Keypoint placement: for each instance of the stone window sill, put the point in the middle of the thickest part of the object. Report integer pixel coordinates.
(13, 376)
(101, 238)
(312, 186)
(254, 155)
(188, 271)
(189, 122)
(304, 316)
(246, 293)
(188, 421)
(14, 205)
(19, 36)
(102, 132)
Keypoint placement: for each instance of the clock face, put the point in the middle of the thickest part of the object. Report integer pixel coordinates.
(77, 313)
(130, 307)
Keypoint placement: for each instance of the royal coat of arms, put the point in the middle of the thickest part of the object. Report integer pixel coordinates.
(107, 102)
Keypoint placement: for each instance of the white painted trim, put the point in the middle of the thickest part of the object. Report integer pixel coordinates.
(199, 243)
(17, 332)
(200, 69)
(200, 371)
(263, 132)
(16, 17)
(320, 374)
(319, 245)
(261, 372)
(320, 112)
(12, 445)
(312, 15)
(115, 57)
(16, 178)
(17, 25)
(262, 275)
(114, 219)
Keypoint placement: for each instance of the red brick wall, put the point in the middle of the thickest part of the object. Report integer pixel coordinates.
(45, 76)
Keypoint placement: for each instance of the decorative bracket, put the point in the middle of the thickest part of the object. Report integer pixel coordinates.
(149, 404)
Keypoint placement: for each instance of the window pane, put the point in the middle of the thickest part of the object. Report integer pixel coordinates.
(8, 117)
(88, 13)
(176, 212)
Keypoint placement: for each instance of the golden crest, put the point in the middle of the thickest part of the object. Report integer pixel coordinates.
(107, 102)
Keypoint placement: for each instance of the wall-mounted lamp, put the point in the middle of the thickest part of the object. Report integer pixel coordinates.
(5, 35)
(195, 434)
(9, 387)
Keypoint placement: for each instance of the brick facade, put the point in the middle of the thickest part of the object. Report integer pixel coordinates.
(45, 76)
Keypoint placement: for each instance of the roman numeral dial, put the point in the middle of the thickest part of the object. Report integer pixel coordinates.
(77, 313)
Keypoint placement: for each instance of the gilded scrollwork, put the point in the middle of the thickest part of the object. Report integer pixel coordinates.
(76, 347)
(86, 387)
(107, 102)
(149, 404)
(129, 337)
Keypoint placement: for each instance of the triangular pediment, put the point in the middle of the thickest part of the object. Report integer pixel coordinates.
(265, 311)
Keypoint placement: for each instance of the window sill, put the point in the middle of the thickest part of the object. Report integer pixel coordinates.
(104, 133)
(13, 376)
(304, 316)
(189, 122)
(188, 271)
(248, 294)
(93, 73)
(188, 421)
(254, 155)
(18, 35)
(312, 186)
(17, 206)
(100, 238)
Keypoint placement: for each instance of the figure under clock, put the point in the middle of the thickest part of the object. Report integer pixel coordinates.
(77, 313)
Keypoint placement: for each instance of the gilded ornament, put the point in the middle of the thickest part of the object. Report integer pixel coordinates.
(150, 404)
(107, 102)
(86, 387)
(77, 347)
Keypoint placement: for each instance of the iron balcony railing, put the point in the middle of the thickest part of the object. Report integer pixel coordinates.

## What you will do
Please copy the listing again, from the line containing "Keypoint placement: for each instance of the wall-mounted" through the end of the listing, both ends included, keeping every request line as it is. Scale each point coordinate in the answers by 2.25 and round it to a whole number, with halves rounded up.

## Full answer
Keypoint placement: for each instance of the wall-mounted lamp, put the point in the middle of the thickest part of the object. Report integer pixel coordinates.
(11, 79)
(439, 977)
(20, 871)
Keypoint placement: for each instance of the brick facade, put the point in the middle of the thickest part of the object. Report integer pixel coordinates.
(101, 171)
Keypoint placement: for each instance of the roman numeral dial, put the point in the middle of the thickest part of the object. Report integer pixel coordinates.
(173, 704)
Keypoint placement: for each instance of the gilded scrollwork, put the point in the middle of the thickest part of the object. Report integer pixel coordinates.
(171, 781)
(194, 871)
(241, 230)
(335, 909)
(290, 758)
Keypoint placement: for each instance of the triangular pediment, put the point in the middle of the thickest part of the object. Report integer pixel coordinates.
(596, 700)
Keypoint placement: for each instance of the window sill, put the point in the middle of the thickest part of the object. Report integer pixel coordinates.
(234, 299)
(29, 846)
(684, 711)
(425, 275)
(423, 610)
(558, 662)
(209, 164)
(423, 947)
(572, 349)
(41, 79)
(702, 419)
(38, 464)
(225, 536)
Keypoint placement: for each instance of the figure under clock, put the point in the middle of the thickest part of the object. Report integer pixel coordinates.
(173, 704)
Keypoint placement: for each instance of the gilded ornament, put the point in the middle of the thickest part of the object. Report integer pixel coordinates.
(338, 909)
(241, 230)
(194, 871)
(173, 781)
Keypoint placement: for each instance of the iron balcony railing, put the point in the middle of the thickest part of the object. Report integer pixel coordinates.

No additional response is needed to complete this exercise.